DETALLES DEL EJERCICIO: ¿Cómo seguirías el texto sobre Marie Kondo y el desorden de la habitación a partir de su última frase?

FRAGMENTO DEL TEXTO:
◇ ◇ ◇
Día 11. Si Marie Kondo entrara en la habitación donde en estos momentos escribo, podrían pasar dos cosas: o le da un ataque al corazón, algo poco recomendable en la era del coronavirus, o un ataque de orden y me tira la mitad de los libros, los discos, los papeles, los trastos varios y la ropa a la basura.
Si he entendido bien su método, primero me haría un riguroso interrogatorio acerca del tiempo que llevo sin leer El amor en los tiempos del cólera (pues señora, justo esa me la he leído una cuantas veces, es que soy una sentimental); o indagaría, a través del estudio de mis huellas digitales, sobre cuándo fue la última vez que puse el cd doble de Elis Regina (a ver, hace mucho que no lo saco de la torre de Ikea, pero ya la digo, soy una romántica, me encanta poder tocar los objetos, y además, imagínese que colapsa la red).
◇ ◇ ◇
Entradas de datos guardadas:
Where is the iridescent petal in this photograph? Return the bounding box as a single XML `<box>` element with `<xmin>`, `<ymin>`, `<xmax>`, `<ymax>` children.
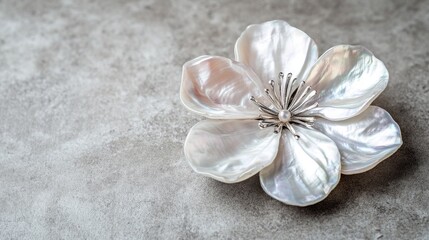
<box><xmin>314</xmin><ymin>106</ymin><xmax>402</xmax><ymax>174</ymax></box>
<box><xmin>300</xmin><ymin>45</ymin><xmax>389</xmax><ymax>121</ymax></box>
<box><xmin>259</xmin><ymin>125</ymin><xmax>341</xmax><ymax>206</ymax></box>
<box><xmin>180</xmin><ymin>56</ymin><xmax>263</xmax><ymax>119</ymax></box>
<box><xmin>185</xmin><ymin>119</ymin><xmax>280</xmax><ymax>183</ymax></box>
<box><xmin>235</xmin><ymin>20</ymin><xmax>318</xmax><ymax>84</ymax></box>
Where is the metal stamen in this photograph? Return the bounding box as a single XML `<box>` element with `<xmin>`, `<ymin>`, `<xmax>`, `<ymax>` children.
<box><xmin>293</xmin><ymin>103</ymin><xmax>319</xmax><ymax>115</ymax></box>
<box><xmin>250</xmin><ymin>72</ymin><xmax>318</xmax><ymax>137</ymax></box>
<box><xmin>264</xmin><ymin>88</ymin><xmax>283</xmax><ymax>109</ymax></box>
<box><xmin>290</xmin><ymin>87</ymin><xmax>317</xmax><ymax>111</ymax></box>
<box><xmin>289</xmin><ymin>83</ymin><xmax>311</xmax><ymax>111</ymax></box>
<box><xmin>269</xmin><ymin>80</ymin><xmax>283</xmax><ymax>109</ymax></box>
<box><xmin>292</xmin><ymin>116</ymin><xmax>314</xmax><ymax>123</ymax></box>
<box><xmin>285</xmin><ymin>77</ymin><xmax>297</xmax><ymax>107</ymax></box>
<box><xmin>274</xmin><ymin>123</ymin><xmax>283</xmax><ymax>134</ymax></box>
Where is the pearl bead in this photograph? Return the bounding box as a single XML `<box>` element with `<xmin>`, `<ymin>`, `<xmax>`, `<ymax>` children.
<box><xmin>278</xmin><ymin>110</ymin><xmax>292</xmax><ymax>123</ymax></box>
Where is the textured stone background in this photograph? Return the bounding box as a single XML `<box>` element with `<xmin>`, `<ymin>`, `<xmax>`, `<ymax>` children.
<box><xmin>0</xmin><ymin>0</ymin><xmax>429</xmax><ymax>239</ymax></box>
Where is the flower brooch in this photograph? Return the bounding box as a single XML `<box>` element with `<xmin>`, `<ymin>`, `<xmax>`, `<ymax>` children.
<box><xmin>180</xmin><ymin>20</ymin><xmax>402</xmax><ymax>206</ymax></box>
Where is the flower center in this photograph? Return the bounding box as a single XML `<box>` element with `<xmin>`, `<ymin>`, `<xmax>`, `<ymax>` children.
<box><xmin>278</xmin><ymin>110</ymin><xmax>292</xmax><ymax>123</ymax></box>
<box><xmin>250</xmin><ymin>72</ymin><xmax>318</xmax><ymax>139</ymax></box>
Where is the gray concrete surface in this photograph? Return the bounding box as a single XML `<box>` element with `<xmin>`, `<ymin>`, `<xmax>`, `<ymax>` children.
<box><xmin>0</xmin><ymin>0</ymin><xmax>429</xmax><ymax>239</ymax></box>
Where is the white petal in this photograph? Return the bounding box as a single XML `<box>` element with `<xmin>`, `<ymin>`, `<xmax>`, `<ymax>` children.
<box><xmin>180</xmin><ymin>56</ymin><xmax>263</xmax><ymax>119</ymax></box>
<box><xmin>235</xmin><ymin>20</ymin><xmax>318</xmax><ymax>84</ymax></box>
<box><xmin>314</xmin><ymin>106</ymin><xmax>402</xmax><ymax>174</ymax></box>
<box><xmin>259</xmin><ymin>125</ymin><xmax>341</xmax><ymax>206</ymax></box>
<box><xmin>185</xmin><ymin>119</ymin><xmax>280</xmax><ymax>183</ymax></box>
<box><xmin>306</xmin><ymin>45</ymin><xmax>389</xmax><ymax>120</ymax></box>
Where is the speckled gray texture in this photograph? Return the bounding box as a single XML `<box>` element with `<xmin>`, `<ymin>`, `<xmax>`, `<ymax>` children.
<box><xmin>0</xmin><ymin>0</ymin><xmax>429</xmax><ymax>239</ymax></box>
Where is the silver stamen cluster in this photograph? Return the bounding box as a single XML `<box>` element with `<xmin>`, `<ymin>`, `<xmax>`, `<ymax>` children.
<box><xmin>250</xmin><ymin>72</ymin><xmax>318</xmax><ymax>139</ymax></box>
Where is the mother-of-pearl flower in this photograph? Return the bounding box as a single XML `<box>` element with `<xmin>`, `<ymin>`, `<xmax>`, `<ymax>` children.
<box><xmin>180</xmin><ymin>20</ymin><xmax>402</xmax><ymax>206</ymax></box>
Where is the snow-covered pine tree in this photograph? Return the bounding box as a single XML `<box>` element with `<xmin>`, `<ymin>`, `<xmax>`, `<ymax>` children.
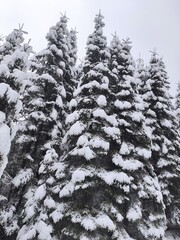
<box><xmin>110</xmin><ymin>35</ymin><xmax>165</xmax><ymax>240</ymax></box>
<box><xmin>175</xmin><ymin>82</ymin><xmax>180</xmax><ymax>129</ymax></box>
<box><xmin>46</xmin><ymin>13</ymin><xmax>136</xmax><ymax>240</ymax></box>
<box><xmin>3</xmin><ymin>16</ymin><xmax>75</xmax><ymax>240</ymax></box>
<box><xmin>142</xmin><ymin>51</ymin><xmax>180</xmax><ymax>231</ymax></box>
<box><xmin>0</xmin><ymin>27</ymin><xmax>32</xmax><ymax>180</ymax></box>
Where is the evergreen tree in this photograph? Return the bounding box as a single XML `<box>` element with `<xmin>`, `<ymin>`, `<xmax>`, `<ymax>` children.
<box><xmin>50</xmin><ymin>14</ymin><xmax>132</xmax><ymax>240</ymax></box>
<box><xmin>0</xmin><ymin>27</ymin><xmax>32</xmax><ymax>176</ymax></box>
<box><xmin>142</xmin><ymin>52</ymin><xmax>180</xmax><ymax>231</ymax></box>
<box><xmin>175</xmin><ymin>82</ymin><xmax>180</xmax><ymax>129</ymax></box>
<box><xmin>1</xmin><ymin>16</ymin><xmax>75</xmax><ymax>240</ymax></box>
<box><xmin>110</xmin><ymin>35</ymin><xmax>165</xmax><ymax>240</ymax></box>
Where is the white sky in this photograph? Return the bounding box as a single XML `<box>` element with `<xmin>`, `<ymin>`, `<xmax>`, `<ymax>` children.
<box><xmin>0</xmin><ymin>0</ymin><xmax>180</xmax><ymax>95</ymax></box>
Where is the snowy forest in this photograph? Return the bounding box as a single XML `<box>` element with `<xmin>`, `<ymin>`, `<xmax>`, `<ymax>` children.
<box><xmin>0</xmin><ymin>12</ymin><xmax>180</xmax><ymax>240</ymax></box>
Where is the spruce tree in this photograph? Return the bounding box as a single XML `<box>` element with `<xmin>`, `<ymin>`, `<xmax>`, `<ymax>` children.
◇ ◇ ◇
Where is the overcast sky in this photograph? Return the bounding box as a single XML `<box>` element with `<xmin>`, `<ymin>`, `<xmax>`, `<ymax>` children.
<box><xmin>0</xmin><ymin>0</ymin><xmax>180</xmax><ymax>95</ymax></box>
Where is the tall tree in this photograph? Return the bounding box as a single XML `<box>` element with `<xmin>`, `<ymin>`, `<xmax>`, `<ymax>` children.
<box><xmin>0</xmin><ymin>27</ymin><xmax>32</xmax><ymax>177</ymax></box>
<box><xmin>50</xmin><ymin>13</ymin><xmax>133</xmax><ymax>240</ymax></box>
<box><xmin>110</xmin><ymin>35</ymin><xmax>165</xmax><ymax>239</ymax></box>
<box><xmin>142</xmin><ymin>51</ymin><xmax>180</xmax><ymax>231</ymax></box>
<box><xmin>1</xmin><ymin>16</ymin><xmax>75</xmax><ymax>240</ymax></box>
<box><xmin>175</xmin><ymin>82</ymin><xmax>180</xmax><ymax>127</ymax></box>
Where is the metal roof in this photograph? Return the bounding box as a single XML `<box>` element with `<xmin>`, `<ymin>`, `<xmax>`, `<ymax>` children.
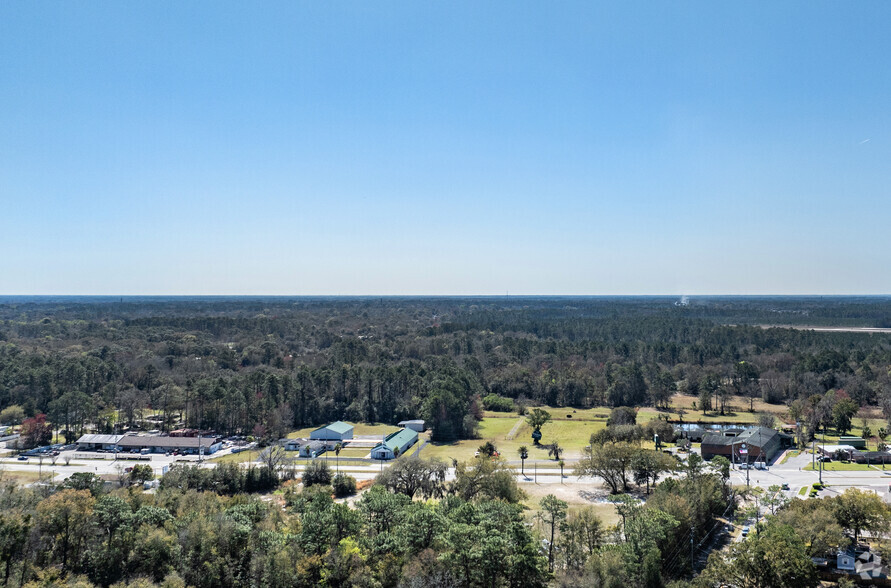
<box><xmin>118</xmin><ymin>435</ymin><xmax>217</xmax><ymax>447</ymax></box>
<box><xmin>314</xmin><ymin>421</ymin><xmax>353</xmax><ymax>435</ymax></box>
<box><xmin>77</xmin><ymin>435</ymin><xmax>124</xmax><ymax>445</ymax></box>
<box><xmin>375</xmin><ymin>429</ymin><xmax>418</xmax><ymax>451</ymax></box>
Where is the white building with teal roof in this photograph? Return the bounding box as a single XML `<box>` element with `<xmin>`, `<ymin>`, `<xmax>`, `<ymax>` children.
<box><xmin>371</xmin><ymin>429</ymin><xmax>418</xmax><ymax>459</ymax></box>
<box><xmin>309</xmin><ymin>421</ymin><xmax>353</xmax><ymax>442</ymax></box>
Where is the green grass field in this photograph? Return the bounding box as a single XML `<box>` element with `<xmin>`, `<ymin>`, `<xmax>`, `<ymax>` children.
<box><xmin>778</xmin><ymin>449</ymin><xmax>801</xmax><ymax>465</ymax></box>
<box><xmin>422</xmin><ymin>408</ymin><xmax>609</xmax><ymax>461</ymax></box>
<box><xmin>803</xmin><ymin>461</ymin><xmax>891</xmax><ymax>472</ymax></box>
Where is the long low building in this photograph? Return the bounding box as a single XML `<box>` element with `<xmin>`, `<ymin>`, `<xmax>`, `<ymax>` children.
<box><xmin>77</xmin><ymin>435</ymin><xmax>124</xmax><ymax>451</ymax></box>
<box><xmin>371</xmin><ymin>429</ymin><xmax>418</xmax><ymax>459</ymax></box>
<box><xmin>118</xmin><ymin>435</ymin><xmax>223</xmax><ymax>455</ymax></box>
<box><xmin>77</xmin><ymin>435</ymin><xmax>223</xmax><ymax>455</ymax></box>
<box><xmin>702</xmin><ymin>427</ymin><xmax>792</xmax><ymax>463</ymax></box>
◇ ◇ ◇
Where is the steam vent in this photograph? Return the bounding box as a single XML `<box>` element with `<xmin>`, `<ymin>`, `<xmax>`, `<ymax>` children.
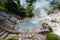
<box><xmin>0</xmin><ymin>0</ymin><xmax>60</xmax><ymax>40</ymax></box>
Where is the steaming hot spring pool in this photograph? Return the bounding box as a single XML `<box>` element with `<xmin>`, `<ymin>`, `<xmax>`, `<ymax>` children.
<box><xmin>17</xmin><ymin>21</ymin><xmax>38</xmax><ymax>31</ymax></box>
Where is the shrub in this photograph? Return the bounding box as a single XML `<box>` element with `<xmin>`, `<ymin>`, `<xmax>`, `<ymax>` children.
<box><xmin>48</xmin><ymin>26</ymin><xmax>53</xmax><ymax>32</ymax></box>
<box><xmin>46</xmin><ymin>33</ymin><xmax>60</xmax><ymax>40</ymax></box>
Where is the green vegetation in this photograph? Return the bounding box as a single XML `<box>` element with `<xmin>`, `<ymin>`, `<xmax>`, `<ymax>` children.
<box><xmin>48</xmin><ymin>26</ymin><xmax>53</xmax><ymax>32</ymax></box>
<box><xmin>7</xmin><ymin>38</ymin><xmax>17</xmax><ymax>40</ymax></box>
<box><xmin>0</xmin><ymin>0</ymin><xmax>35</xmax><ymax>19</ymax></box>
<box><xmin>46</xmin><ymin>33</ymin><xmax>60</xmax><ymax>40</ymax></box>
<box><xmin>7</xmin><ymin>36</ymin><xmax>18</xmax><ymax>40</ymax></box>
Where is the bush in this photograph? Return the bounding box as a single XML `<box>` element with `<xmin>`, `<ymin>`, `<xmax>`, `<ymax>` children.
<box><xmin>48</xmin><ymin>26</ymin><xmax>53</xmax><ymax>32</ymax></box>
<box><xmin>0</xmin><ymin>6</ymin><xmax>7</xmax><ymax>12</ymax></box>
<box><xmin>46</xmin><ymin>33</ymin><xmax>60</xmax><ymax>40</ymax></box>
◇ ◇ ◇
RESULTADO DE LA TAREA:
Pasaríamos, la Marie y yo, varios días negociando con el armario, donde aguardan prendas que me resisto a regalar, no tanto porque me las vaya a poner (que nunca se sabe), sino porque, cada vez que me tropiezo con ellas, vuelven a mí, como por arte de magia, imágenes de lo vivido y hasta de lo sentido cuando las tuve sobre mi piel.
Una camisa blanca que compré en la feria de artesanía de Ingenio, con pez a modo de botón. Amarillea ya, igual que una blusa que heredé de mi madre. Esas dos las tengo desde hace varios años en el departamento de «para estar por aquí o salir por el barrio», aunque la realidad es que tienen tanta calle como la que tengo yo en los últimos días.
Varias prendas que, por razones de la edad y las hormonas, ya no me pongo: las camisas de cuello cerrado, por aquello de los calores; los pantalones que me aprietan, con la esperanza puesta en que, como el estado de alarma y la cuarentena, esta época de transición personal también pasará y podré volver a lucirlos en mi hermoso cuerpo de cincuentona.
Al fondo del ropero, para que la “japonesa de rostro amigable” (cita de un artículo de Europa Press) no la encuentre, una chaqueta azul que heredé de mi marío, Grande, cálida, amorosa, como él.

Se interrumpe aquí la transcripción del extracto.